◆ Problem to solve
Rescale the entries from the line containing "Target: player's leg" through the end of the entries, inclusive, and write out only those lines again with the requests included. Multiply every coordinate in the answers by 1.4 and round to whole numbers, with halves rounded up.

---------- Records for the task ----------

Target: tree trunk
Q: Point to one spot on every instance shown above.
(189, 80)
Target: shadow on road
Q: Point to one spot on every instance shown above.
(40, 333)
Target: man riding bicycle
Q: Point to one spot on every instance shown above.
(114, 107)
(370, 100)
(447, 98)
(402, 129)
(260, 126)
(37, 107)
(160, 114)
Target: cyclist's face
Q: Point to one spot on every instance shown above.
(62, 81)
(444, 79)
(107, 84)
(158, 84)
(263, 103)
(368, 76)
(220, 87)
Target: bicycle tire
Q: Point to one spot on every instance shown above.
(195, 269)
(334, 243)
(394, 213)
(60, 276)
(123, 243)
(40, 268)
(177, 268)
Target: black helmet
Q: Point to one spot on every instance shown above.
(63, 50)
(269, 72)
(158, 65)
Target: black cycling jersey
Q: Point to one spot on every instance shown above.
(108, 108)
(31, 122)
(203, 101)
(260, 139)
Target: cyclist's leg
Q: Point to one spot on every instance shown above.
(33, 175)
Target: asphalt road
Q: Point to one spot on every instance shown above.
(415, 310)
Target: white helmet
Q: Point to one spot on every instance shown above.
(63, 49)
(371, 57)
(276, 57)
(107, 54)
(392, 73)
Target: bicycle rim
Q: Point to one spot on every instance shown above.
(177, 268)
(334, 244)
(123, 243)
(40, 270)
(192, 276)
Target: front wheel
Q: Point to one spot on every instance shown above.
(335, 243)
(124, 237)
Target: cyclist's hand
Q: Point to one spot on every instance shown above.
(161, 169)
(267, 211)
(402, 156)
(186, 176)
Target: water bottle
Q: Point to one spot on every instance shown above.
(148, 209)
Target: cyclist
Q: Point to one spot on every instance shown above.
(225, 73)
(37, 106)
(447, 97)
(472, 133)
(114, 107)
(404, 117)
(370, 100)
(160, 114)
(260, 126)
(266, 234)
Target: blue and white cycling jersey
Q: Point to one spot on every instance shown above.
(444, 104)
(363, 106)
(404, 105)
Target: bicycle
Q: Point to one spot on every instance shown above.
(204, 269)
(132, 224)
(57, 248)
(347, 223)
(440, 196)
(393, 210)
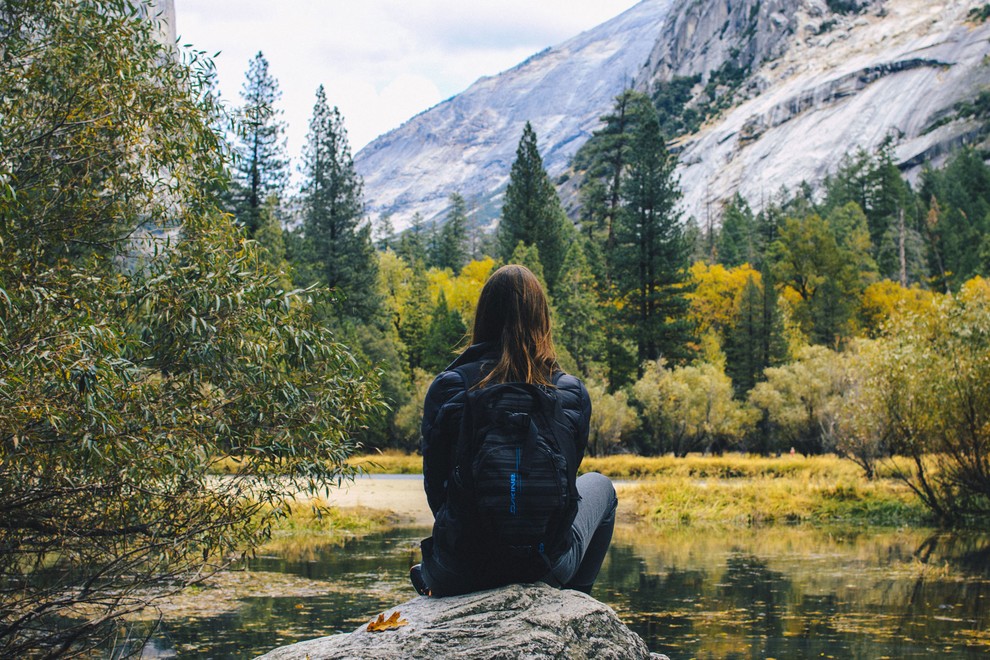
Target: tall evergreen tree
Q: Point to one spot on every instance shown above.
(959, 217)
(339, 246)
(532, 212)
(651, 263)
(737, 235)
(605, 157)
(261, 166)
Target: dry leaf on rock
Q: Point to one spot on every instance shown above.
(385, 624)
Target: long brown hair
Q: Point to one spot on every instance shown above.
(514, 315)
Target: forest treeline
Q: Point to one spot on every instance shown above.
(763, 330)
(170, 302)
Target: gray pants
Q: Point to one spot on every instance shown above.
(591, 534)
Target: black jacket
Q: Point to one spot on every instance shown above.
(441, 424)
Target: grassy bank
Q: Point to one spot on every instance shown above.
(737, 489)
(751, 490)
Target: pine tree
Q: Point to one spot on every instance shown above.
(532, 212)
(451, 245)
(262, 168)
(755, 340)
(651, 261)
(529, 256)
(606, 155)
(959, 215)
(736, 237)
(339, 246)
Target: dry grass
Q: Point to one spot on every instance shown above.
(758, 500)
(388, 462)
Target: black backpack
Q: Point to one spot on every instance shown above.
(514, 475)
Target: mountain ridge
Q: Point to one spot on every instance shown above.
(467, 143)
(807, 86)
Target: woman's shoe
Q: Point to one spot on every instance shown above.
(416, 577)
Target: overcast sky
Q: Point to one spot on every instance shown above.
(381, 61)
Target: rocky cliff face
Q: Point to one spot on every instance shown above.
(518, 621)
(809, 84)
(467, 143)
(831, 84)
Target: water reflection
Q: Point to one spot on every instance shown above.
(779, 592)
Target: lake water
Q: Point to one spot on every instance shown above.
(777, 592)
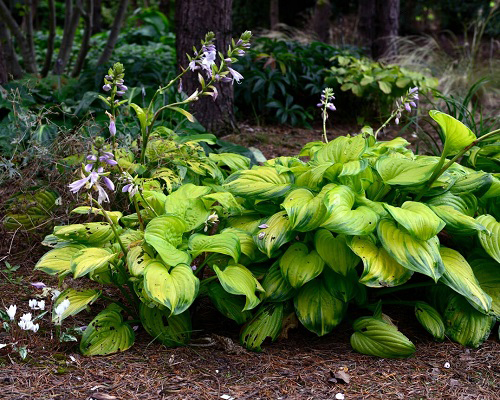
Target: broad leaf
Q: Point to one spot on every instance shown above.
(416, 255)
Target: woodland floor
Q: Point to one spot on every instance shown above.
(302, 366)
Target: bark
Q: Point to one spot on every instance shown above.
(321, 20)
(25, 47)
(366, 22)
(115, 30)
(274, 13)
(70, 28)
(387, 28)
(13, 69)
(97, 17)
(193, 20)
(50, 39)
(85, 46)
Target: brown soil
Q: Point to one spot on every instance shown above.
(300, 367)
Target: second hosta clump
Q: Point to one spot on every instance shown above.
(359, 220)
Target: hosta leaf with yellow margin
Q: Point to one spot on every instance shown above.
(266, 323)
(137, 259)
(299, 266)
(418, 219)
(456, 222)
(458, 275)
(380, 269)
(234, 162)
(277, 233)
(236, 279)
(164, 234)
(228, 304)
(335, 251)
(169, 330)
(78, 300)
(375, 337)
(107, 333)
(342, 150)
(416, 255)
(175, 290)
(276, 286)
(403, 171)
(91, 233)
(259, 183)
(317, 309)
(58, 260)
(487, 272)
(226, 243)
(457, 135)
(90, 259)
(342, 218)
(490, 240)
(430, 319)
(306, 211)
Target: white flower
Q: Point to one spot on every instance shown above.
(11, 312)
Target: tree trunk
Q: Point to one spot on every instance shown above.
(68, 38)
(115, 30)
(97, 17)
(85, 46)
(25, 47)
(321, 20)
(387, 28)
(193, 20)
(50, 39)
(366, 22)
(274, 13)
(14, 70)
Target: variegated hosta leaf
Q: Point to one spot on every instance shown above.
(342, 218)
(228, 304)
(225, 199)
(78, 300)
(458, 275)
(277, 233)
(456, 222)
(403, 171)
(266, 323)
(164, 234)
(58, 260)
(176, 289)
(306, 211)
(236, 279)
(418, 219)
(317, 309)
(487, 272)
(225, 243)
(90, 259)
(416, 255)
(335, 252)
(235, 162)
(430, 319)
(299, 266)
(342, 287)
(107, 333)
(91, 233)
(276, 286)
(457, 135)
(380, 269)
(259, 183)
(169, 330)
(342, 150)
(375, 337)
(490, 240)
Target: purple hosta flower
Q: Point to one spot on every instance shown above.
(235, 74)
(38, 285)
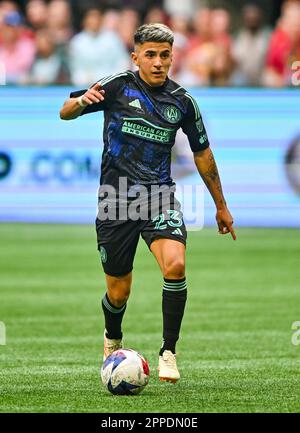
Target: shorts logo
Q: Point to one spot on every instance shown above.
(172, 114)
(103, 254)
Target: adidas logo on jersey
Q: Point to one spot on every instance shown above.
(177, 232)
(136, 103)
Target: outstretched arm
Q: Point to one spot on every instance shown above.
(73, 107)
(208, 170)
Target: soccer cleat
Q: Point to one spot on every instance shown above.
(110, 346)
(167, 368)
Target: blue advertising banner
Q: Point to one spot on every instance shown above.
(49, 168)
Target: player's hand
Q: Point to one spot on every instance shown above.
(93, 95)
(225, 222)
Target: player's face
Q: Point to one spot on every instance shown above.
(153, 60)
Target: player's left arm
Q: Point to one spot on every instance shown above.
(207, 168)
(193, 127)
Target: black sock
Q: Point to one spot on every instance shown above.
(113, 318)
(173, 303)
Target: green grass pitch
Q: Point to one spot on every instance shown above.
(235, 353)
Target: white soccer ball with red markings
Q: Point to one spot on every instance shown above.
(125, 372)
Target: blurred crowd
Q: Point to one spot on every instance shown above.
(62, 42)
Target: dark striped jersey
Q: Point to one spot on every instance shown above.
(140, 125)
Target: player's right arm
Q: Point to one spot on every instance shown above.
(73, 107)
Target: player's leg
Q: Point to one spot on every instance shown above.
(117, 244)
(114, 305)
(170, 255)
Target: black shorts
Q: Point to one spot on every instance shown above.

----------

◆ Solution for this task
Target: player's leg
Q: Point to one spot on every instance shown above.
(164, 342)
(160, 427)
(238, 357)
Target: black shorts
Q: Point to one spot on every instance shown above.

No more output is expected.